### Sayfa Alıntısı
Milliyet Sanat
Milliyet Sanat »Yazarlar » Filiz Aygündüz | “İnsan, yaşamı tek başına karşılamak zorunda”

“İnsan, yaşamı tek başına karşılamak zorunda”

09 Mayıs 2021 - 03:05

Türkiye İş Bankası Kültür Yayınları, Modern Türk Edebiyatı Klasikleri adı altında başlattığı serinin ikinci kitabı olarak Leyla Erbil’in “Mektup Aşkları”nı yayımladı bu yılın başında. Kitap gelir gelmez, diğer Erbil kitaplarının yanında yerini aldı kütüphanemde. Romanı 1990’ların başında okumuştum. Yayınevinden gelen, sert kapak kitap baskısıyla hazırlanmıştı. Kapağında karakalem bir Leyla Erbil vardı. Kitap sayfalarında kullanılan kağıdın kalitesi, kokusu, mektup türünde yazıldığı için her mektup için seçilen birbirinden özel yazı karakterleri; özetle bir içim su gibiydi bu yeni baskı. Eminim Leyla Erbil görse çok severdi. Önümde uzun bir okuma listesi olduğu için beklemek zorunda kaldım, iki ay boyunca kitabı her görüşümde iç çekip durdum. Derken bu hafta okumaya başladım. 20’li yaşlarda yapılan okuma deneyimi ile bugünkü arasında dağlar kadar fark var elbet. O yüzden bazı kitapları bir defa okumayı kabul etmiyorum; yeni yaşlara denk düşen yeni okumalarla epey zenginleşiyor okur. “Mektup Aşkları” da bunlardan biri. 

 

Türkiye’nin 1940’lı yılları

 

Leyla Erbil külliyatının her biri nevi şahsına münhasır kitapları arasında, “Mektup Aşkları”nın özel bir yeri var. Roman mektuplar üzerinden ilerleyen bir yapıya sahip. Mektupların son ikisi hariç tümü Jale karakterine yazılmış. Mektupları okurken hem mektup sahiplerinin iç dünyalarına temas ediyor hem de ana karakter Jale’nin fiziksel, düşünsel, psikolojik özelliklerine tanık oluyoruz. Türkiye’nin 1940’lı yıllarına uzanan ve mektuplar üzerinden anlatılan hikayelerde varoluşlarını aşk ve erkekler üzerinden tanımlayan kadınların derinlikli bir analizini yapıyor Erbil. Solcu olduğunu iddia eden küçük burjuva aydınlarının geleneksel ahlakla imtihanlarını okuyoruz. 

 

Jale, Sacide ve Ferhunde

 

Jale, Sacide ve Ferhunde lise yıllarını birlikte geçirmiş, sol düşüncenin toplumu değiştirip dönüştüreceğine inanmış üç genç kız. Yakın arkadaşlar. Edebiyata, sanata meraklı, şiirler yazan. Okul sonrası farklı şehirlere ve hayatlara dağılıyorlar. İlişkileri mektuplar aracılığıyla devam ediyor. Hayatlarının nasıl değiştiğini, hem Sacide ve Ferhunde’nin hem de Ahmet, İhsan, Zeki, Reha karakterlerinin Jale’ye yazdıkları mektuplar arasında ilerleyerek keşfe çıkıyoruz. Bu keşifte mektup sahipleri hakkında da bilgi sahibi oluyoruz.

### Veri Kayıtları
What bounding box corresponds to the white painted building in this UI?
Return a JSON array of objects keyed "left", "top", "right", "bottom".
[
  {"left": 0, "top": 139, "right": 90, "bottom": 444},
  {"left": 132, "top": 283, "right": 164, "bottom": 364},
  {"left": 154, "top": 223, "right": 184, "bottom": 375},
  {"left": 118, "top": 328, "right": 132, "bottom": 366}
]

### Yapılacak İşler
A) Mektup Aşkları yazısında “Jale, Sacide ve Ferhunde lise yıllarını” sözleriyle başlayan paragrafı, temel bilgilerini koruyarak madde işaretli kısa bir listeye dönüştürün.
B) Mektup Aşkları yazısından "Jale, Sacide ve Ferhunde lise" sözlerinden başlayıp "bilgi sahibi oluyoruz." sözleri de dahil olmak üzere oraya kadar uzanan bölümü hiç değiştirmeden tekrarlayın.
Görevleri yerine getirmek için verilere başvurmanız gerekmez.

### Çözümlü Yanıtlar
A)
- Jale, Sacide ve Ferhunde lise yıllarını birlikte geçirmiş, sol düşüncenin toplumu değiştirip dönüştüreceğine inanan üç yakın arkadaştır.
- Edebiyata ve sanata meraklıdırlar, şiir yazarlar.
- Okuldan sonra farklı şehirlere ve hayatlara dağılırlar. İlişkileri mektuplarla sürer.
- Hayatlarının nasıl değiştiği, Sacide, Ferhunde, Ahmet, İhsan, Zeki ve Reha'nın Jale'ye yazdığı mektuplar üzerinden keşfedilir.
- Bu keşif sırasında mektup sahipleri hakkında da bilgi edinilir.

B)
Jale, Sacide ve Ferhunde lise yıllarını birlikte geçirmiş, sol düşüncenin toplumu değiştirip dönüştüreceğine inanmış üç genç kız. Yakın arkadaşlar. Edebiyata, sanata meraklı, şiirler yazan. Okul sonrası farklı şehirlere ve hayatlara dağılıyorlar. İlişkileri mektuplar aracılığıyla devam ediyor. Hayatlarının nasıl değiştiğini, hem Sacide ve Ferhunde’nin hem de Ahmet, İhsan, Zeki, Reha karakterlerinin Jale’ye yazdıkları mektuplar arasında ilerleyerek keşfe çıkıyoruz. Bu keşifte mektup sahipleri hakkında da bilgi sahibi oluyoruz.